EXERCISES TO COMPLETE.
A) In the FDA guidance passage, reproduce the part that opens with the words containing "3. AI for Drug" and closes with "reliability and consistency.".
B) According to the FDA guidance passage, what kind of framework must AI systems that dynamically adjust manufacturing parameters be pre-approved under?
C) Write what comes next in the FDA guidance passage, picking up after its final sentence.

PASSAGE FOR REVIEW.
3. AI for Drug Manufacturing and Quality Control

AI is increasingly being deployed to enhance Good Manufacturing Practices (GMP) by improving process control, predictive maintenance, and real-time quality assessments. The FDA’s guidance outlines key regulatory considerations for AI-driven manufacturing:

  • AI models used for process control must be validated to ensure they maintain product quality over time.
  • Manufacturers must provide clear documentation on AI algorithms used in quality control testing to demonstrate reliability and consistency.
  • AI systems that dynamically adjust manufacturing parameters must be pre-approved under a risk-based framework to ensure compliance with GMP requirements.

Implications for Industry:
Pharmaceutical manufacturers should integrate AI validation plans into their regulatory submissions and ensure that AI-driven automation adheres to established GMP principles.


4. AI in Post-Market Surveillance and Pharmacovigilance

The FDA acknowledges AI’s potential in enhancing drug safety monitoring by analyzing real-world data, electronic health records, and adverse event reports more efficiently than traditional methods. Key regulatory considerations include:

  • AI models used in pharmacovigilance must be validated for accuracy and bias reduction before deployment.
  • Sponsors using AI for real-world evidence (RWE) generation should ensure their methodologies align with the FDA’s framework for RWE use in regulatory decision-making.
  • If AI-driven safety signals lead to labeling changes or risk management modifications, sponsors must provide justification on how AI-derived insights were validated.

Implications for Industry:
Pharmaceutical companies leveraging AI for post-market safety monitoring should develop standardized AI governance frameworks to ensure compliance with regulatory expectations.


FDA’s Expectations for AI Validation and Regulatory Submissions

The FDA’s draft guidance introduces specific expectations for AI validation in regulatory submissions, including:

✔️ Data Transparency: Sponsors must provide details on how AI models were trained, validated, and tested, ensuring datasets are representative of diverse patient populations.

✔️ Model Explainability: AI-driven decisions must be interpretable to regulators, clinicians, and patients. The FDA may require justification for AI model outputs, especially if they influence regulatory or clinical decisions.

DATASET RECORDS.
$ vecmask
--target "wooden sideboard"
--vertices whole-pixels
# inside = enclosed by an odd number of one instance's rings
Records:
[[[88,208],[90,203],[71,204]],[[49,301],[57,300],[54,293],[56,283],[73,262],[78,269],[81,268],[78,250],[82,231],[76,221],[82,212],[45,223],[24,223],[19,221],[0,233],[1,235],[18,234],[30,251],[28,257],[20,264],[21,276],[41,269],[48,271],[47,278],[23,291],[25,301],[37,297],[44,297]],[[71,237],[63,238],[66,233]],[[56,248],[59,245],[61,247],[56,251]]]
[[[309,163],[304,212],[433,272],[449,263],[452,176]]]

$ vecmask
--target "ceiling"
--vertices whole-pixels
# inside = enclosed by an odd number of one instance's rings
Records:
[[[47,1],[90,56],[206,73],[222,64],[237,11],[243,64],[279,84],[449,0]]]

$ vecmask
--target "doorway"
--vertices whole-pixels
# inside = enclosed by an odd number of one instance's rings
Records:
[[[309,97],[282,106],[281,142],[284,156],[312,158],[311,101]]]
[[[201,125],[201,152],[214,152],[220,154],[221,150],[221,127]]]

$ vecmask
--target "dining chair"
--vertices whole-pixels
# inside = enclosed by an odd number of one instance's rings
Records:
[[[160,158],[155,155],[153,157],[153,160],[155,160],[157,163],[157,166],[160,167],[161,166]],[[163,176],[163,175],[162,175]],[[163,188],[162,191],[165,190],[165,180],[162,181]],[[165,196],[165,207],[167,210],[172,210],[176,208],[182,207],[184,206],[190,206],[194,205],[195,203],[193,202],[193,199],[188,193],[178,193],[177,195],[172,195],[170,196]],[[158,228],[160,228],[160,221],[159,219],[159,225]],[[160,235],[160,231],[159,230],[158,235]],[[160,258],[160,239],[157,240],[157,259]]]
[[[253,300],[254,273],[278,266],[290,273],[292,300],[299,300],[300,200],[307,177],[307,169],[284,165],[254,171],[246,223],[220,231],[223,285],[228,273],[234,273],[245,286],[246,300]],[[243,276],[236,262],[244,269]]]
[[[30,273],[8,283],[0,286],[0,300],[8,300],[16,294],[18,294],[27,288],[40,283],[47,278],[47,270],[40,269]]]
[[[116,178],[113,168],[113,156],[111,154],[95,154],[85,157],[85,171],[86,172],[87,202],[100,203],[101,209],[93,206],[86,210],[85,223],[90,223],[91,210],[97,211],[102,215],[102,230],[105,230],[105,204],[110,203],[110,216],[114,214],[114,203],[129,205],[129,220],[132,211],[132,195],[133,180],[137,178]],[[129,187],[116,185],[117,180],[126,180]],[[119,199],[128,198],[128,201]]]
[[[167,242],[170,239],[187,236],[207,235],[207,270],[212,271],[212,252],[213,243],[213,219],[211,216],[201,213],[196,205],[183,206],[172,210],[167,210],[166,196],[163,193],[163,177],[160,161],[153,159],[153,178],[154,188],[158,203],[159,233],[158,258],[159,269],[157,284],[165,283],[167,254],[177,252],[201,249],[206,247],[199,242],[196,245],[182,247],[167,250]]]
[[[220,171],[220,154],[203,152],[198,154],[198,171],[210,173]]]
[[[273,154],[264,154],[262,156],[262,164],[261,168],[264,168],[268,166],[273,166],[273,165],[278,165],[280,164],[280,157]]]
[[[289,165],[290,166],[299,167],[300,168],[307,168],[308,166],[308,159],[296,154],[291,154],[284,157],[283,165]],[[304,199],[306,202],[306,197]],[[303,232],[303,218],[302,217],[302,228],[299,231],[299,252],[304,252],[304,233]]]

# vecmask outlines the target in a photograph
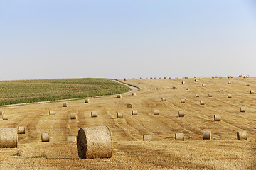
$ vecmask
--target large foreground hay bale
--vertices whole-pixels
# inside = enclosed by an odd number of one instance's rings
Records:
[[[237,132],[238,140],[247,140],[247,135],[245,131],[238,131]]]
[[[132,105],[131,103],[128,103],[127,108],[132,108]]]
[[[17,128],[0,128],[0,148],[14,148],[17,146]]]
[[[154,115],[159,115],[159,110],[154,110]]]
[[[176,133],[175,140],[184,140],[184,133]]]
[[[55,110],[49,110],[49,115],[55,115]]]
[[[8,115],[2,115],[3,120],[8,120]]]
[[[178,117],[184,117],[185,116],[185,113],[184,111],[178,111]]]
[[[220,115],[214,115],[214,121],[220,121]]]
[[[92,118],[97,117],[97,111],[91,111],[91,117]]]
[[[210,130],[203,130],[203,140],[210,140],[211,132]]]
[[[68,142],[76,142],[76,136],[68,136],[67,141]]]
[[[48,133],[42,133],[41,134],[41,140],[42,142],[49,142],[50,136]]]
[[[240,112],[245,112],[245,107],[240,107]]]
[[[110,158],[113,152],[112,138],[107,126],[82,128],[77,136],[80,159]]]
[[[70,119],[76,119],[75,113],[70,113]]]
[[[132,110],[132,115],[138,115],[137,110]]]
[[[25,126],[18,126],[18,134],[25,134]]]
[[[123,114],[121,112],[118,112],[117,113],[117,118],[123,118]]]
[[[153,140],[152,135],[143,135],[143,140],[144,141]]]

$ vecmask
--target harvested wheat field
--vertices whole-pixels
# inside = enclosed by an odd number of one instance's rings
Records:
[[[256,78],[197,79],[186,79],[189,91],[182,79],[127,79],[120,81],[139,87],[136,96],[68,101],[68,107],[63,101],[1,107],[9,118],[0,120],[0,128],[25,126],[26,133],[18,134],[17,148],[0,149],[0,169],[256,169],[256,94],[249,93],[256,90]],[[178,117],[180,110],[186,116]],[[76,142],[67,137],[80,128],[103,125],[112,132],[112,157],[80,159]],[[203,130],[211,132],[210,140],[203,140]],[[247,140],[238,140],[238,131],[246,131]],[[41,133],[49,133],[50,141],[42,142]],[[176,133],[183,133],[184,140],[175,140]],[[143,141],[144,135],[153,140]]]

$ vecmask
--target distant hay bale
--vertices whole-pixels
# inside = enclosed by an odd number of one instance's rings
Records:
[[[238,140],[247,140],[246,131],[237,132]]]
[[[220,115],[214,115],[214,121],[220,121]]]
[[[123,118],[123,114],[121,112],[118,112],[117,113],[117,118]]]
[[[203,130],[203,140],[210,140],[211,132],[210,130]]]
[[[91,117],[92,118],[97,117],[97,111],[91,111]]]
[[[2,115],[3,120],[8,120],[8,115]]]
[[[184,133],[176,133],[175,140],[184,140]]]
[[[42,133],[41,134],[41,140],[42,142],[49,142],[50,136],[48,133]]]
[[[154,110],[154,115],[159,115],[159,110]]]
[[[113,144],[110,128],[107,126],[80,128],[77,149],[80,159],[110,158]]]
[[[55,115],[55,110],[49,110],[49,115]]]
[[[132,115],[138,115],[137,110],[132,110]]]
[[[184,111],[178,111],[178,117],[184,117],[185,116]]]
[[[153,140],[152,135],[143,135],[143,140],[144,141]]]
[[[200,101],[200,104],[201,104],[201,105],[204,105],[204,104],[205,104],[204,101]]]
[[[17,128],[0,128],[0,148],[14,148],[17,146]]]
[[[240,112],[245,112],[245,107],[240,107]]]
[[[70,113],[70,119],[76,119],[75,113]]]
[[[76,136],[68,136],[67,141],[68,142],[76,142]]]
[[[130,104],[130,103],[128,103],[127,104],[127,108],[132,108],[132,105]]]
[[[25,126],[18,126],[18,134],[25,134]]]

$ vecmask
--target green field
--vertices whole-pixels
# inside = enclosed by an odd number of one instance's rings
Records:
[[[0,81],[0,106],[119,94],[129,88],[109,79]]]

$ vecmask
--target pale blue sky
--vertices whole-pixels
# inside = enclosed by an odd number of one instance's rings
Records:
[[[256,76],[256,1],[0,0],[0,80]]]

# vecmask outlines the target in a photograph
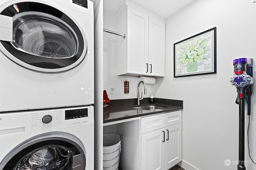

ANSWERS TO THE PROBLEMS.
A)
3. AI for Drug Manufacturing and Quality Control

AI is increasingly being deployed to enhance Good Manufacturing Practices (GMP) by improving process control, predictive maintenance, and real-time quality assessments. The FDA’s guidance outlines key regulatory considerations for AI-driven manufacturing:

  • AI models used for process control must be validated to ensure they maintain product quality over time.
  • Manufacturers must provide clear documentation on AI algorithms used in quality control testing to demonstrate reliability and consistency.

B) A risk-based framework.

C)
✔️ Risk Management Plans: AI-powered processes should include a predefined risk assessment framework to address potential biases, errors, or unintended consequences.

✔️ Engagement with the FDA: Sponsors are encouraged to proactively engage the FDA through pre-submission meetings to align on AI methodologies before formal regulatory submission.

By adhering to these principles, pharmaceutical companies can accelerate regulatory approval while maintaining compliance with FDA expectations.


What’s Next? Preparing for AI-Driven Drug Development

While the FDA’s draft guidance is still evolving, it provides a clear signal that AI will play a major role in shaping the future of drug and biologics development. To stay ahead, industry stakeholders should:

✔️ Develop AI governance frameworks to ensure compliance with regulatory expectations.
✔️ Validate AI models rigorously and establish robust documentation for regulatory submissions.
✔️ Engage with the FDA early to discuss AI-driven innovations in drug development.
✔️ Monitor AI performance continuously in clinical trials, manufacturing, and post-market surveillance.


Conclusion: The Future of AI in Drug Development Regulation

The FDA’s evolving stance on AI in drug and biologics development reflects a delicate balance between fostering innovation and ensuring patient safety. While AI offers immense potential to accelerate drug discovery, optimize clinical trials, and improve post-market surveillance, companies must navigate the regulatory landscape carefully.

By adopting transparent, well-validated, and compliant AI practices, pharmaceutical and biotech companies can harness AI’s power while meeting the FDA’s stringent regulatory standards. As AI continues to shape the future of medicine, proactive engagement with regulators will be key to unlocking its full potential while ensuring safety, efficacy, and trust.